## [Selected extract]
Endocrinologist > Spring 2021 > Hot topics

The febrile patient with visceral ischaemia

| Hot topics

Maung and co-authors present the case of an acutely unwell 22-year-old man. The primary presenting feature was severe abdominal pain, and the patient was haemodynamically unstable on admission, with a regular tachycardia, hypotension, fever and tachypnoea. He had central abdominal tenderness and guarding. Blood tests indicated acute kidney injury, and lactate was grossly elevated. Subsequent imaging showed evidence of mesenteric ischaemia, secondary to diffuse intra-abdominal venous thrombosis. Pulmonary embolus was also detected.

The underlying diagnosis was determined by the clinical signs of a goitre and dysthyroid eye disease, plus elevated free thyroid hormones and suppressed thyrotrophin. The Burch−Wartofsky score was calculated as 60. The authors describe in detail the challenges of managing this man’s thyroid storm, complicated by prolonged bowel ileus necessitating parenteral nutrition and therapeutics. Episodes of melaena made anticoagulation decisions difficult. Tests for genetic and acquired thrombophilias were negative.

The case serves as a valuable reminder of the hypercoagulable state that can result from thyrotoxicosis, and the authors discuss the role of prophylactic anticoagulation in thyroid storm patients, even those without tachyarrhythmia.

## [Provided information]

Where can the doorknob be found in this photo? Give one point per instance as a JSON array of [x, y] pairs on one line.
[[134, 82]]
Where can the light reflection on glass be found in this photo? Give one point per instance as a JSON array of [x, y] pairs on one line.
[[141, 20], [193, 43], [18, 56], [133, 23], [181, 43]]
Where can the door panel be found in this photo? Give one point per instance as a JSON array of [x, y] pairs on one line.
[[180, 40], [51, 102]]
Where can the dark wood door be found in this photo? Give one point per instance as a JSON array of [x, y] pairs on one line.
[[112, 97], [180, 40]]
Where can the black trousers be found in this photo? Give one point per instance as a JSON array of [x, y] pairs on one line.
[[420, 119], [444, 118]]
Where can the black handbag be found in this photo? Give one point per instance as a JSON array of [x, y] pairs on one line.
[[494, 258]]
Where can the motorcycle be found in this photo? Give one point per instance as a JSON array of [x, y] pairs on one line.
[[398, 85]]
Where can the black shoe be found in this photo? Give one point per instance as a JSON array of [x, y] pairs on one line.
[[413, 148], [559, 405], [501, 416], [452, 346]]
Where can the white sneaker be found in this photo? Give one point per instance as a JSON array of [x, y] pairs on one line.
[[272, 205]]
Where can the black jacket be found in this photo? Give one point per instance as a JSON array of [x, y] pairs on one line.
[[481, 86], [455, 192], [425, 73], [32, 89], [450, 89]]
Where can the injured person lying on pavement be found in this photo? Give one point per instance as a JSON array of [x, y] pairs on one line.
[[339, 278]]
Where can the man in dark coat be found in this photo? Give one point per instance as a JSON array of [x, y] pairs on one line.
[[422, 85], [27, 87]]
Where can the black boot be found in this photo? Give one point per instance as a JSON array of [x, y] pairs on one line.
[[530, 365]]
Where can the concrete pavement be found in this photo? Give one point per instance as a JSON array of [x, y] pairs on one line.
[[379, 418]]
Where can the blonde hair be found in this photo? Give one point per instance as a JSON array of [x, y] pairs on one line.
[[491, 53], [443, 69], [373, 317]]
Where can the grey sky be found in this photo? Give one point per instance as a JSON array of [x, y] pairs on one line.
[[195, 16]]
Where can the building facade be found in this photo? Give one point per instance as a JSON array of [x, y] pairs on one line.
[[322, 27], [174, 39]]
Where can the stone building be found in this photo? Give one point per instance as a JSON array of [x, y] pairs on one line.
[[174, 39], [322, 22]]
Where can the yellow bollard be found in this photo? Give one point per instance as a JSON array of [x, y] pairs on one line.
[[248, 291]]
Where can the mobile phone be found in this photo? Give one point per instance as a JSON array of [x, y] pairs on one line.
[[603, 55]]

## [Work to complete]
a) What Burch−Wartofsky score was calculated for the patient in the thyroid storm case summary?
b) Reproduce the part of the thyroid storm case summary that opens with the words containing "The underlying diagnosis" and closes with "those without tachyarrhythmia.".

## [Problem solutions]
a) 60

b)
The underlying diagnosis was determined by the clinical signs of a goitre and dysthyroid eye disease, plus elevated free thyroid hormones and suppressed thyrotrophin. The Burch−Wartofsky score was calculated as 60. The authors describe in detail the challenges of managing this man’s thyroid storm, complicated by prolonged bowel ileus necessitating parenteral nutrition and therapeutics. Episodes of melaena made anticoagulation decisions difficult. Tests for genetic and acquired thrombophilias were negative.

The case serves as a valuable reminder of the hypercoagulable state that can result from thyrotoxicosis, and the authors discuss the role of prophylactic anticoagulation in thyroid storm patients, even those without tachyarrhythmia.